WHAT YOU SHOULD DO: Copy out exactly each line from the line with "Exercise. Point out each instance of the white building" through the last line of the material below.

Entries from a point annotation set
▼▼▼

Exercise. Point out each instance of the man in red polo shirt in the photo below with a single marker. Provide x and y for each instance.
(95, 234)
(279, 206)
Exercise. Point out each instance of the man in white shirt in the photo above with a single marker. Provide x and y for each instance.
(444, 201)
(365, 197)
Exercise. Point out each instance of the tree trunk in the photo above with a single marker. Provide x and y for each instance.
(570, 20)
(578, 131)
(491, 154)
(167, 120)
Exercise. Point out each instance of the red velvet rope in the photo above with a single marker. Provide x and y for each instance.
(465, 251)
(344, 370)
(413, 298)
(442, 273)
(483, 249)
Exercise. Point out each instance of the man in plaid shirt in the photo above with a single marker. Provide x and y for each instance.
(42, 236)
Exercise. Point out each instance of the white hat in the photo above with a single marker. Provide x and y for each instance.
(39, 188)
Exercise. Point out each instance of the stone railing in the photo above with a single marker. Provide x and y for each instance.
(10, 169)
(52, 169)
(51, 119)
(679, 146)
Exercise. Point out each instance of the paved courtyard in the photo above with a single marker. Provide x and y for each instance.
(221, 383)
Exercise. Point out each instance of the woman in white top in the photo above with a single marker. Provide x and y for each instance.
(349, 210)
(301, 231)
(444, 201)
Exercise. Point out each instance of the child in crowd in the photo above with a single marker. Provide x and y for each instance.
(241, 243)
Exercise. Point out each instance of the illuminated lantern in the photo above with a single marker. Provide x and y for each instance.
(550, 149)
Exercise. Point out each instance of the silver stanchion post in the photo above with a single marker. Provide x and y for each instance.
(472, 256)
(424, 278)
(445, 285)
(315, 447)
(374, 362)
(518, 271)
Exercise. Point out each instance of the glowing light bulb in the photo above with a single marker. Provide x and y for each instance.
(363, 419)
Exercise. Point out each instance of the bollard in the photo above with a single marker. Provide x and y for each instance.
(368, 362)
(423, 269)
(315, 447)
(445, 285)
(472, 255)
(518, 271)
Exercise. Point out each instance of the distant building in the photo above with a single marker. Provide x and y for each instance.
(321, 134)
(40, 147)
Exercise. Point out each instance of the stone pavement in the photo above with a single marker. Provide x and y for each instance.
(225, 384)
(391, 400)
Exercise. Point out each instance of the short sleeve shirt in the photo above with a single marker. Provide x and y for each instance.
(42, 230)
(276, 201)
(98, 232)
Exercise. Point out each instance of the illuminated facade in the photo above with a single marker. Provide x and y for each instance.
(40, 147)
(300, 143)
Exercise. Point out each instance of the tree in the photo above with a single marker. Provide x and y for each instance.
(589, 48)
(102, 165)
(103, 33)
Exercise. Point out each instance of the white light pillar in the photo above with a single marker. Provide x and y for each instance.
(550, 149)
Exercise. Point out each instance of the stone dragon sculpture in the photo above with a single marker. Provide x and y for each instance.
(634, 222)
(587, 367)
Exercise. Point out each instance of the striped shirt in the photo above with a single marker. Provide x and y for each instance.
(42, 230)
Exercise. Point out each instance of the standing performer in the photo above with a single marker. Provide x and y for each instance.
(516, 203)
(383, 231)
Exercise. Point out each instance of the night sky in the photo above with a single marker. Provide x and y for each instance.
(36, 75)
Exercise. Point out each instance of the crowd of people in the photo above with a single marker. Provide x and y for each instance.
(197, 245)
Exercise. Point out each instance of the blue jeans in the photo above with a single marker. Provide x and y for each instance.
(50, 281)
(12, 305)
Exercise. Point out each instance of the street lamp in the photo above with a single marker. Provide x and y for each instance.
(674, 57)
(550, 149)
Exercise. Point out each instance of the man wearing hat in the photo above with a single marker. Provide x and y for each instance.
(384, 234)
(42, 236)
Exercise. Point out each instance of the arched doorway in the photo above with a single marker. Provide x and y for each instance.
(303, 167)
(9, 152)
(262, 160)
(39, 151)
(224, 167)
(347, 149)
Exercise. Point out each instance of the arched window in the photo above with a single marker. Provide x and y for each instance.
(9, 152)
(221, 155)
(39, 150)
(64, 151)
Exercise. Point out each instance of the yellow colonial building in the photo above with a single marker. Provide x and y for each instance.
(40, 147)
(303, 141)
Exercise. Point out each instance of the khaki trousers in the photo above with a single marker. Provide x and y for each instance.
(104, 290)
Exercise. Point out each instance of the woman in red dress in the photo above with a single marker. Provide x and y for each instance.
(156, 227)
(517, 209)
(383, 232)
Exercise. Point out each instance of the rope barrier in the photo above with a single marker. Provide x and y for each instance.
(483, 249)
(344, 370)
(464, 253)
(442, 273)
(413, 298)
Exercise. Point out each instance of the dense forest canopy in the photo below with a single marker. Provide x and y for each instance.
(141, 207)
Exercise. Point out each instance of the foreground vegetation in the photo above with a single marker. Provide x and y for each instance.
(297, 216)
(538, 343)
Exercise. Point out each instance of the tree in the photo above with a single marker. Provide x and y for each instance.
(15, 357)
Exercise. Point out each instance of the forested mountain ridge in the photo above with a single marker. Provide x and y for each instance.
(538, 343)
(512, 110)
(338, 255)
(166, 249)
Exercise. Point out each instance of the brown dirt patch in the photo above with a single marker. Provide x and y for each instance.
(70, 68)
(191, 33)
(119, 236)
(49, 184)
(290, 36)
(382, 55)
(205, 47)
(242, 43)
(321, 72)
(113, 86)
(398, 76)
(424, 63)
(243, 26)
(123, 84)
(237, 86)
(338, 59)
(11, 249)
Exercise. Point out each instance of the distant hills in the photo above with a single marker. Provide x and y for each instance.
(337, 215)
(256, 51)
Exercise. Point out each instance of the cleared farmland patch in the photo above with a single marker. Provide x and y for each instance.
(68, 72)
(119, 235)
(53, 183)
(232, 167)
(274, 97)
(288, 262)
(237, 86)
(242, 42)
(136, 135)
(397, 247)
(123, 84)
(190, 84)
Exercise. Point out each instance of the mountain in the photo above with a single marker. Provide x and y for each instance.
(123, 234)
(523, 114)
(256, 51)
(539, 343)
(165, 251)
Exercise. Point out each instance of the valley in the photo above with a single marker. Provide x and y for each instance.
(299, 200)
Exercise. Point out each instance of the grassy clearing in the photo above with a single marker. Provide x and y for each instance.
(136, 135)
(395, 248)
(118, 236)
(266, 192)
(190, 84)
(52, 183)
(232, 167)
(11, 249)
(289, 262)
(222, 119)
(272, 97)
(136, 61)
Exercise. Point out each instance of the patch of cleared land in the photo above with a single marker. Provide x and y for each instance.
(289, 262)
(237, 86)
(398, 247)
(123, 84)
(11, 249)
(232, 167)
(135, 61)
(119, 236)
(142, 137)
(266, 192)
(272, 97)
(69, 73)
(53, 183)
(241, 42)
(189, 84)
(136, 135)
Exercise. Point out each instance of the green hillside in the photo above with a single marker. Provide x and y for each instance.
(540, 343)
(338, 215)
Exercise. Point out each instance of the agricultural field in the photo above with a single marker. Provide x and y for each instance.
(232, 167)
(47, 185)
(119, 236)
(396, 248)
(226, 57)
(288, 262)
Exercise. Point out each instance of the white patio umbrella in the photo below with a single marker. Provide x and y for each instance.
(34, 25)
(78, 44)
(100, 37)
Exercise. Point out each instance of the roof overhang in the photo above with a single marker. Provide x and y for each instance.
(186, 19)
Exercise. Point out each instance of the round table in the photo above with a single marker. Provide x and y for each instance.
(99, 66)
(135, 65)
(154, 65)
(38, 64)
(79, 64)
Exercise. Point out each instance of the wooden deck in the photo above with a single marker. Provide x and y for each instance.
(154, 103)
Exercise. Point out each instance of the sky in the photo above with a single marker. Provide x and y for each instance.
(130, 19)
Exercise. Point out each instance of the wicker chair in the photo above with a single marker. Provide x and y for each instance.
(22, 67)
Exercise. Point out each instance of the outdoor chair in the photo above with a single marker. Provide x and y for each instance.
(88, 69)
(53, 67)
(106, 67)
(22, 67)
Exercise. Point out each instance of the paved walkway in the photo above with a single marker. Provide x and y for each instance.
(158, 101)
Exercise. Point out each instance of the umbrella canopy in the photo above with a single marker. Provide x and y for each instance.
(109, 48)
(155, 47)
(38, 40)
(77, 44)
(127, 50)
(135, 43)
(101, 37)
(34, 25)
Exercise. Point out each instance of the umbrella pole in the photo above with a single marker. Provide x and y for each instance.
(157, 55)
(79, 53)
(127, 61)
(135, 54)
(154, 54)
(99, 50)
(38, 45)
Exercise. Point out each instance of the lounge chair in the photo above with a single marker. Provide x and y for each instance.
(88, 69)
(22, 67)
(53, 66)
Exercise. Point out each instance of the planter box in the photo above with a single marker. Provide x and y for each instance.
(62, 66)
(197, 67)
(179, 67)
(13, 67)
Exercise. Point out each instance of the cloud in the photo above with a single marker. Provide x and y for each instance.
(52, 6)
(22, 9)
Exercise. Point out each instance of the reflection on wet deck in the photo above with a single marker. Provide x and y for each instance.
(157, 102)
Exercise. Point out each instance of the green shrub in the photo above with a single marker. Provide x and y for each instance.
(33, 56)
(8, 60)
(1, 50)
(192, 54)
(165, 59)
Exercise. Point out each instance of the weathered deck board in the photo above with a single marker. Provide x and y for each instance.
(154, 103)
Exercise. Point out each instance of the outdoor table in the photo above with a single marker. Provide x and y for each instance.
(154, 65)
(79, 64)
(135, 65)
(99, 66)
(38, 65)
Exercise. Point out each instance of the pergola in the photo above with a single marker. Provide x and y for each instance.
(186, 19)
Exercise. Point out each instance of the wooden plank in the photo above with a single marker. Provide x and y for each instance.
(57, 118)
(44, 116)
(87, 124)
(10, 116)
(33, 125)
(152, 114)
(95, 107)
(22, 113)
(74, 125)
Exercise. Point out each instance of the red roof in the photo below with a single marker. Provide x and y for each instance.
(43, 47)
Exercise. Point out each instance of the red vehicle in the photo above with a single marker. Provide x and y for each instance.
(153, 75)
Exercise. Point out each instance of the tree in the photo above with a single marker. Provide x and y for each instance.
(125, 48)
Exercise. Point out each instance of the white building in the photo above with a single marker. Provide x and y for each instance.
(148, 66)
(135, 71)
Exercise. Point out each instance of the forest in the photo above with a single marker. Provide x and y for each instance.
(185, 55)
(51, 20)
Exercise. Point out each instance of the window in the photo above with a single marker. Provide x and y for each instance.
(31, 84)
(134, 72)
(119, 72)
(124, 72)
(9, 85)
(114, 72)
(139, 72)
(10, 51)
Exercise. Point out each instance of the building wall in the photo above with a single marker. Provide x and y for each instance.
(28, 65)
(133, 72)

▲▲▲

THE SOLUTION:
Exercise. Point out each instance of the white building in the photo above with a single marker. Provide x and y for each instance.
(148, 66)
(135, 71)
Exercise. Point out each instance of the forest in the photo above with a single marker. Provide x and y for each instance.
(185, 55)
(51, 20)
Exercise. Point out each instance of the window in the photo above with a single marker. Provide x and y for each instance.
(31, 84)
(134, 72)
(119, 72)
(124, 72)
(9, 85)
(114, 72)
(139, 72)
(10, 51)
Exercise. Point out each instance of the building wall in the photo above with a single marker. Provide x and y for each instance.
(28, 65)
(133, 72)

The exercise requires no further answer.